→ **Instructions to follow**:
List each line in the records below that contains the word "mountain".

(Source records)
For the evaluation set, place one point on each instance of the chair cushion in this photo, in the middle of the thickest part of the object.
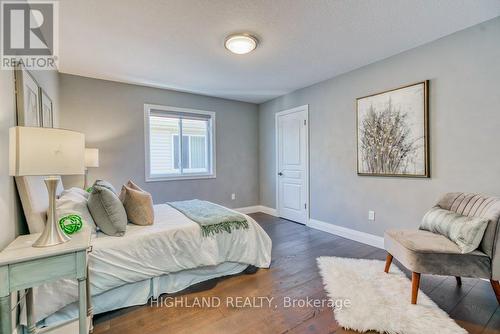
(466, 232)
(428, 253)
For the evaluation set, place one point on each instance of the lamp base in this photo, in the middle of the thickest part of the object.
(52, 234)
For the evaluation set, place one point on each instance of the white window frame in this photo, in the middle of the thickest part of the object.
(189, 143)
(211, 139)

...

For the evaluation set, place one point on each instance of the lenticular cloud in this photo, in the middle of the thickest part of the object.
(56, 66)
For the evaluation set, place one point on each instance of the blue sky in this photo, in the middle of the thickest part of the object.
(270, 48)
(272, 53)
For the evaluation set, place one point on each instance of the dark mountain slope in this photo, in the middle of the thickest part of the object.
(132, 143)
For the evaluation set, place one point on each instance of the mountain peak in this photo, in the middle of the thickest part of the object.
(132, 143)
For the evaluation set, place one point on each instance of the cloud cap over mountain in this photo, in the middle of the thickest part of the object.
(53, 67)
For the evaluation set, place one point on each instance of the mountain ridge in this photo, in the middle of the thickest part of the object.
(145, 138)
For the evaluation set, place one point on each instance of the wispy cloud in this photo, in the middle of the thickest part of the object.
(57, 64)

→ **Solution to the problem**:
For the evaluation set, place one point on each instance of the dark mountain slope in this photo, in the middle of the thickest part of the object.
For the evaluation set, place one point on each instance of the mountain peak in this photo, in the middle of the thickest part of the object.
For the evaluation set, place one point on each instance of the cloud cap over mountain in this photo, in the middle of the thickest part of the object.
For the evaluation set, place one point on each instance of the mountain ridge in this photo, in the middle of the thickest part of the object.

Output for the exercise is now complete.